必須タスク >>
下にある音のレッスン体験記のうち、「私が「体験記:音のレッスン」」から「プの人間でもありませんので。」までの部分を一字一句変えずに出力してください。

== 本文抜粋

「音のレッスンとは何なのか」:音楽の微分と音(響き)の積分 [体験記:音のレッスン(完)]
はじめに
昨日は都内で「風の歌」のコンサートがありました。私が始めて「風の歌」のコーラスを聞いたのが昨年の5月。まだ震災直後という空気が街中にただよっていた頃でした。そして、このカテゴリーで綴ってきた「音のレッスン」を開始したのが7月。約1年前後経過したことになります。
この間、個人レッスンにせよ、コーラスの練習にせよ、決して多くの回数をこなしてきたわけではありません。それでも1回1回を大切にしてきたし、そこで感じたことを「体験記:音のレッスン」としてこのブログで紹介させていただきました。
ここでブログの記事としては今回を一区切りにしたいと思います。ほぼ1年経ったのでちょうど良い区切りだろうということではないのです。
私が「体験記:音のレッスン」を書いてみようと思い立った動機は最初の記事に書いたとおりなのですが、書いていくうちに気づいたことがあります。それは「私自身にとって音のレッスンとは何なのか」、それを明確にしたかった、それが(潜在的な)本当の動機だったのだろうということなのです。
今それがはっきりした、そういう気がしています。誤解はされないと思いますが、これは私があるレベルに到達した、そういう実感・確信を持ったということではありません。これまで紹介してきたように通常の音楽のレッスンとはかなり様子が異なる音のレッスン、一体これは何のレッスンなのだろう、この疑問に対する自分への答えが見つかった、そういう意味にすぎません。
その答えについてはこれから書いていくのですが、答えが見つかった以上、私としては後は淡々と音のレッスンという道を歩んでいくだけ、これ以上ブログの記事として書くことは何もないだろうと感じたのです。それが「一区切り」の理由です。レッスン日誌のような形式なら書き続けることはできるでしょうが、もともと日記をつけるタイプの人間でもありませんので。
「風の歌」のコーラスの特徴と音のレッスン
何回かのコンサート、あるいはCDを通じて感じる「風の歌」のコーラスの特徴。私が感じるのは極限まで「響き」を追求しており、通常の音楽にある感情表現とかダイナミックス、リズム、そういった要素が潔いほどに切り捨てられている点にあるということです。あくまで私の印象であり、断定しているつもりはありません。
コンサートで歌われる曲は、たとえ原曲が比較的アップテンポのリズミカルな曲であっても、すべてゆったりした調子で、響きの美しさを味わえるような、そのような編曲が施されています。どこまでも「響き」の追求なのです。
この「響き」の追求が普段のレッスンの中ではどのように行われているのでしょうか。詳細はこれまでの記事の中で紹介してきましたので、ポイントだけ書きますと
・徹底的に周囲の音を聴く
・後ろに声を出す
・奥の意識を引き出す
ということです。今振り返ってみても、練習しているのは本当にこのことだけなのです。
「徹底的に周囲の音を聴く」、これも半端ではありません。「じっくりと耳を傾けて音楽鑑賞する」そのような次元ではありません。
適切な例かどうかはわかりませんが、2本の音叉の共鳴現象を想像してみてください。それを人間が行うという感じです。雑念をはさまずにどこまでも相手の音を聴くことに意識を集中していくと、イメージ的に、こちらの脳波も相手の脳波に同調して同じ波形になってくる、そのようなレベルのシビアさなのです。非常な集中力が要求されることで、「言うは易く行なうは難し」です。

====
== 抽出情報

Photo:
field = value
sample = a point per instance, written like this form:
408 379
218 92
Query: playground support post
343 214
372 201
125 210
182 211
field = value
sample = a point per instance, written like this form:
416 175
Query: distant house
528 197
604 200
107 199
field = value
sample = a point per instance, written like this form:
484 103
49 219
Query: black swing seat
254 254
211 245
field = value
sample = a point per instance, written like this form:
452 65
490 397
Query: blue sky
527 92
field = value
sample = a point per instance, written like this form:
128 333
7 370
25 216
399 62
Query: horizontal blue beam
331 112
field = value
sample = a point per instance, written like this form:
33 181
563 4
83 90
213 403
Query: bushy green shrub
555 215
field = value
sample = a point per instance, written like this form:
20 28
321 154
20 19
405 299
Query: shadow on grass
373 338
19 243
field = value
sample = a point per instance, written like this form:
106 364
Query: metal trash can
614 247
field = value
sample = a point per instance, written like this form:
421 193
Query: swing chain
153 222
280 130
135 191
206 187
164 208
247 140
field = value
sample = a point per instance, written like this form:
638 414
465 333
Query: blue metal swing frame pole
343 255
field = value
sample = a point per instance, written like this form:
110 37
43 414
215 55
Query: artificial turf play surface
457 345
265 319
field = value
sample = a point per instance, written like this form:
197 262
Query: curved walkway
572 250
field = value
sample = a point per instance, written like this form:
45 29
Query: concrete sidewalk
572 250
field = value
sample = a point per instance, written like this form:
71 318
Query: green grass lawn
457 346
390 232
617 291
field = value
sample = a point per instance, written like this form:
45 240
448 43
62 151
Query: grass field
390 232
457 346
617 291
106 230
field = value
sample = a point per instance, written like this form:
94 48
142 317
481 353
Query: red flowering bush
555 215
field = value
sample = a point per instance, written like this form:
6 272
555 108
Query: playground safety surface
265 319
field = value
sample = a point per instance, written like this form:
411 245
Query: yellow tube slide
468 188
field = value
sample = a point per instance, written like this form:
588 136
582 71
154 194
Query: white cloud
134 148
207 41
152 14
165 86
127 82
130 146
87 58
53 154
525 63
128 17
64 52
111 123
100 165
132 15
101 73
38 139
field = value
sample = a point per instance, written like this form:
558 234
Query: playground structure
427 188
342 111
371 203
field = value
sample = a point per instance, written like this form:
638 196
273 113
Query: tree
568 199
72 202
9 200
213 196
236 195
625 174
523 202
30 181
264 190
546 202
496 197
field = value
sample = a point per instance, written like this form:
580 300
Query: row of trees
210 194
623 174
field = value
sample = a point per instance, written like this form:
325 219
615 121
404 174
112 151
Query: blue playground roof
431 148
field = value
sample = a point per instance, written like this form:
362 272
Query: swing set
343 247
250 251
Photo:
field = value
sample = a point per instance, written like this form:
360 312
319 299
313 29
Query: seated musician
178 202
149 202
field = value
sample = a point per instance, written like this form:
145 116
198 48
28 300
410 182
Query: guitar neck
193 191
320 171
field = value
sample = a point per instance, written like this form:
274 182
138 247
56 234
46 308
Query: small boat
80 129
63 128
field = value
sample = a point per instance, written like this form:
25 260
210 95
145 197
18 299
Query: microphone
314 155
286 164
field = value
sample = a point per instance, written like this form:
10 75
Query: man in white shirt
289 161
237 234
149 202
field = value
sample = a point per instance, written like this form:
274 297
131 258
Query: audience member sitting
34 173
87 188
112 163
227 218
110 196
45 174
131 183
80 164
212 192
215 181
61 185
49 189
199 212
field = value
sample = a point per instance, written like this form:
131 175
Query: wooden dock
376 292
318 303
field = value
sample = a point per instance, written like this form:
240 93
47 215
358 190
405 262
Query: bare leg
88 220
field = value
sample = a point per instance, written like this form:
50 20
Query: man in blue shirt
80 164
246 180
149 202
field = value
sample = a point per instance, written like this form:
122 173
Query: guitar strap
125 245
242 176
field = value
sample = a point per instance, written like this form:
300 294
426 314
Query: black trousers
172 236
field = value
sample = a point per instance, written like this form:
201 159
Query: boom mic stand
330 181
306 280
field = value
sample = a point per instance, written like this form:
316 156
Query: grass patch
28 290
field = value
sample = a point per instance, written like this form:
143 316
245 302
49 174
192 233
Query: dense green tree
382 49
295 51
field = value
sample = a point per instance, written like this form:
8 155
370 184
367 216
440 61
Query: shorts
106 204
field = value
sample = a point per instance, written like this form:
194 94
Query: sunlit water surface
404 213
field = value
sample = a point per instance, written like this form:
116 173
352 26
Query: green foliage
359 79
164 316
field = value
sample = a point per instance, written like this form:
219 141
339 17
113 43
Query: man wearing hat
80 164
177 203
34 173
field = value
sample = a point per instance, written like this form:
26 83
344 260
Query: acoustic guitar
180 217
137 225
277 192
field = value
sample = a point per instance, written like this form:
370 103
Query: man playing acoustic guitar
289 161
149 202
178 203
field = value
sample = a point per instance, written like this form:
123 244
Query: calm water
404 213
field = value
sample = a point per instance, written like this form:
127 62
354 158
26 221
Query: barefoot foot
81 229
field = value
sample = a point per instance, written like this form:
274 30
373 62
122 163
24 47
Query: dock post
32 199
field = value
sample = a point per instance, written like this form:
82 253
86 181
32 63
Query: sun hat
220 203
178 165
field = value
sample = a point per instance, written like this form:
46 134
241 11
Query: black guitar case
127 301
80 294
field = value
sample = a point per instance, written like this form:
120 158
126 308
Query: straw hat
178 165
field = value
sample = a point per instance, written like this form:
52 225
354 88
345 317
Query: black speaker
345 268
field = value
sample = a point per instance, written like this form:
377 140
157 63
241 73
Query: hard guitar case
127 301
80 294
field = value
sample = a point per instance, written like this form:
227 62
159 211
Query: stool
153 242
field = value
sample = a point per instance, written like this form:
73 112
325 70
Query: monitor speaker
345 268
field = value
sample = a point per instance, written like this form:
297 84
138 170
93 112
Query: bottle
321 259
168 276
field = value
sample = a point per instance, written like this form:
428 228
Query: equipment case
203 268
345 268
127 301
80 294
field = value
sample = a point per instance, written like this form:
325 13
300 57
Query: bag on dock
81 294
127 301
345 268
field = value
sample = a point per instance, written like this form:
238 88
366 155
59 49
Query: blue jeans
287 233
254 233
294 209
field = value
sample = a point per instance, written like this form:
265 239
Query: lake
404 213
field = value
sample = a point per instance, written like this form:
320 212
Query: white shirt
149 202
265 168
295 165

====

回答 >>
私が「体験記:音のレッスン」を書いてみようと思い立った動機は最初の記事に書いたとおりなのですが、書いていくうちに気づいたことがあります。それは「私自身にとって音のレッスンとは何なのか」、それを明確にしたかった、それが(潜在的な)本当の動機だったのだろうということなのです。
今それがはっきりした、そういう気がしています。誤解はされないと思いますが、これは私があるレベルに到達した、そういう実感・確信を持ったということではありません。これまで紹介してきたように通常の音楽のレッスンとはかなり様子が異なる音のレッスン、一体これは何のレッスンなのだろう、この疑問に対する自分への答えが見つかった、そういう意味にすぎません。
その答えについてはこれから書いていくのですが、答えが見つかった以上、私としては後は淡々と音のレッスンという道を歩んでいくだけ、これ以上ブログの記事として書くことは何もないだろうと感じたのです。それが「一区切り」の理由です。レッスン日誌のような形式なら書き続けることはできるでしょうが、もともと日記をつけるタイプの人間でもありませんので。